▶ _PAGE_:
The King of the castles

Just how "mad" Ludwig II of Bavaria was is open to dispute; he was certainly abnormal in some respects, but those who declared…

Just how "mad" Ludwig II of Bavaria was is open to dispute; he was certainly abnormal in some respects, but those who declared him insane in his lifetime mostly had an interested - or self-interested - motive for doing so. His death in the Starnbergersee, near Munich, in 1886 is rivalled as a late 19th-century cause celebre only by the suicide of Archduke Rudolf at Mayerling a few years later.

Apart from his tragic and watery death, Ludwig is remembered chiefly for two things: his building mania, and his passion for Wagner, which ended in disillusionment for both of them. He is, in fact, "Wagner's King" in the eyes of history, which is an injustice, since Ludwig would have been remarkable in his own right even if he had never met the composer, and the extraordinary buildings he left around his kingdom are monuments to a visionary, obsessive temperament with a high degree of visual imagination. Today, many thousands of people visit them yearly.

▶ _ENTRIES SUPPLIED_:
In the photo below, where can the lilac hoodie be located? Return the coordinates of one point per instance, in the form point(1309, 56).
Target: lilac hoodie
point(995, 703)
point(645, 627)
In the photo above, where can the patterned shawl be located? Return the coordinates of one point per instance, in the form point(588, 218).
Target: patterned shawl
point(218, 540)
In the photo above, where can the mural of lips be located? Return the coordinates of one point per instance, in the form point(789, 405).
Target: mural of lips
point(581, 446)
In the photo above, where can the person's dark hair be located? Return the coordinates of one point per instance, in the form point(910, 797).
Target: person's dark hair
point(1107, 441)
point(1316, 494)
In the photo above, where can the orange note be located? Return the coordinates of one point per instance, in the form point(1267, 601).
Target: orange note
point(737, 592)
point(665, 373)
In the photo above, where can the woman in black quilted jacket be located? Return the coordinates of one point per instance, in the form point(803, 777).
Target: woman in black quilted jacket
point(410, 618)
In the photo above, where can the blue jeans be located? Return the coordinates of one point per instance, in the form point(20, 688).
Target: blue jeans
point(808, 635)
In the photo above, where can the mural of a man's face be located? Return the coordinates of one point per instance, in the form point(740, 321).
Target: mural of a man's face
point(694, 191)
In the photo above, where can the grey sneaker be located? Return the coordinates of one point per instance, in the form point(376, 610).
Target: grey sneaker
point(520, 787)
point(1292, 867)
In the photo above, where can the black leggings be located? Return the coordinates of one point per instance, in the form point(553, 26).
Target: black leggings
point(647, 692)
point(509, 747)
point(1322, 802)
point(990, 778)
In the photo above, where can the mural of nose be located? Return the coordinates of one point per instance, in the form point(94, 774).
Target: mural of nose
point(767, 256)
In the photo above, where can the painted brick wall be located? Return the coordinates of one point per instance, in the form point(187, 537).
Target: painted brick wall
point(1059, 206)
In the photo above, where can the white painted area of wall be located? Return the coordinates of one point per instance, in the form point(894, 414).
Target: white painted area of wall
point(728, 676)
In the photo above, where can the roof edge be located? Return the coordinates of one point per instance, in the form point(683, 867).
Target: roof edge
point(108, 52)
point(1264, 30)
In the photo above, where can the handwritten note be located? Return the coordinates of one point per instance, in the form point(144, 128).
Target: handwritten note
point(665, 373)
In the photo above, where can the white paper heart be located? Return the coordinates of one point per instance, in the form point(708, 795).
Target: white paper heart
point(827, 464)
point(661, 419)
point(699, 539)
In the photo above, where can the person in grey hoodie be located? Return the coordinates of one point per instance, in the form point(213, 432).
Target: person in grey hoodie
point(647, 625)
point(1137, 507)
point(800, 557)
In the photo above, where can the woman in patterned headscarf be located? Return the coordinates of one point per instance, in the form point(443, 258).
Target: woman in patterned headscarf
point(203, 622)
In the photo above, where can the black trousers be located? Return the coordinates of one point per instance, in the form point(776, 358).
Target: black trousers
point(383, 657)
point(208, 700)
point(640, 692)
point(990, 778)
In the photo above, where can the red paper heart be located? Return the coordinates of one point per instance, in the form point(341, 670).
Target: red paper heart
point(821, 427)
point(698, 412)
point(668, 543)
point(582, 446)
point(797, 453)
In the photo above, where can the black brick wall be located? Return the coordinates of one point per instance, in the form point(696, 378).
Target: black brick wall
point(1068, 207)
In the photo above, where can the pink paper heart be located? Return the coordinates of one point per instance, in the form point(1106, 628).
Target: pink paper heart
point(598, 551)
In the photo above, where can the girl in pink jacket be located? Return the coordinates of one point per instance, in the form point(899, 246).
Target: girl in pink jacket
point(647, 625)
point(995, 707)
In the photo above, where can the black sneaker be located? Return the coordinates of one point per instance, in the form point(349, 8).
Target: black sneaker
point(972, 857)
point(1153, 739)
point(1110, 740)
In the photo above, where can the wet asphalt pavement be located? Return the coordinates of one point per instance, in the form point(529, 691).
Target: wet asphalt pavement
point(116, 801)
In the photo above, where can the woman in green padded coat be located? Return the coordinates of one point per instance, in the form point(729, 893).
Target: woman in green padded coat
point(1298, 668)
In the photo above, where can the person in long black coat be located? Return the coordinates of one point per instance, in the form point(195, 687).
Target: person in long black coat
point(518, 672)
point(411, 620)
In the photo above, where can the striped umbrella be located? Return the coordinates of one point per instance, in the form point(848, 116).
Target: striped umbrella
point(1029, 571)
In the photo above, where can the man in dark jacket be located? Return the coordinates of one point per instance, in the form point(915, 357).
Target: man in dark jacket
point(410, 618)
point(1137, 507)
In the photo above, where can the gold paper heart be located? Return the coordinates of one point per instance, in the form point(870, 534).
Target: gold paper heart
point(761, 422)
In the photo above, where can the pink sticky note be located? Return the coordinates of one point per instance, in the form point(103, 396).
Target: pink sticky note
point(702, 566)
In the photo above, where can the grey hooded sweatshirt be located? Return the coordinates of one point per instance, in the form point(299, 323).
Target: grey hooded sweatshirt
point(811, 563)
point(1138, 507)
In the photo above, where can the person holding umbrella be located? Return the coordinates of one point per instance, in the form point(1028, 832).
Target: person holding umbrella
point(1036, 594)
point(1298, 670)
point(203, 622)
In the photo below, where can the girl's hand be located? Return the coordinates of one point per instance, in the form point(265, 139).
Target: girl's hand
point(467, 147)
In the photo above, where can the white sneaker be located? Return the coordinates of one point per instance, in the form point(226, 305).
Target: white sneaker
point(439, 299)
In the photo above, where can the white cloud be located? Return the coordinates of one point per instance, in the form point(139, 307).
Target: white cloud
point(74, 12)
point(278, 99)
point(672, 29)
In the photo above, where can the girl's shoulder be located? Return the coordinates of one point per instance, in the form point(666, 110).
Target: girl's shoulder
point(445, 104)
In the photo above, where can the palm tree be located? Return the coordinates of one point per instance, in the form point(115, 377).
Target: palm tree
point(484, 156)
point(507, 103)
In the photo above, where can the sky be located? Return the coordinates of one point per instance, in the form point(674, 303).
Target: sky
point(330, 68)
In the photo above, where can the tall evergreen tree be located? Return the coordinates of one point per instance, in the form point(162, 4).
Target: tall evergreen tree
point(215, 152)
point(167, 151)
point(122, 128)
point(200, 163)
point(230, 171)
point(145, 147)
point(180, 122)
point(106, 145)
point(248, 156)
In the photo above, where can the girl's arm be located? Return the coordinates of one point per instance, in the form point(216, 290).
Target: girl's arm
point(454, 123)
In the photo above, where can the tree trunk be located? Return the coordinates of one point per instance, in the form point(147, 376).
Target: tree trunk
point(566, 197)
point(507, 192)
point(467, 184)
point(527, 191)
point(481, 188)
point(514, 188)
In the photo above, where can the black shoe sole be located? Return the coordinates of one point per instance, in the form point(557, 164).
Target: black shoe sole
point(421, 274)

▶ _ACTIONS TO TAKE_:
a - Please repeat word for word the stretch of the Ludwig II article from "The King of" through "few years later.".
b - Name every place mentioned by name in the Ludwig II article.

▶ _SOLUTIONS BY TASK_:
a -
The King of the castles

Just how "mad" Ludwig II of Bavaria was is open to dispute; he was certainly abnormal in some respects, but those who declared…

Just how "mad" Ludwig II of Bavaria was is open to dispute; he was certainly abnormal in some respects, but those who declared him insane in his lifetime mostly had an interested - or self-interested - motive for doing so. His death in the Starnbergersee, near Munich, in 1886 is rivalled as a late 19th-century cause celebre only by the suicide of Archduke Rudolf at Mayerling a few years later.

b - Bavaria, the Starnbergersee, Munich, Mayerling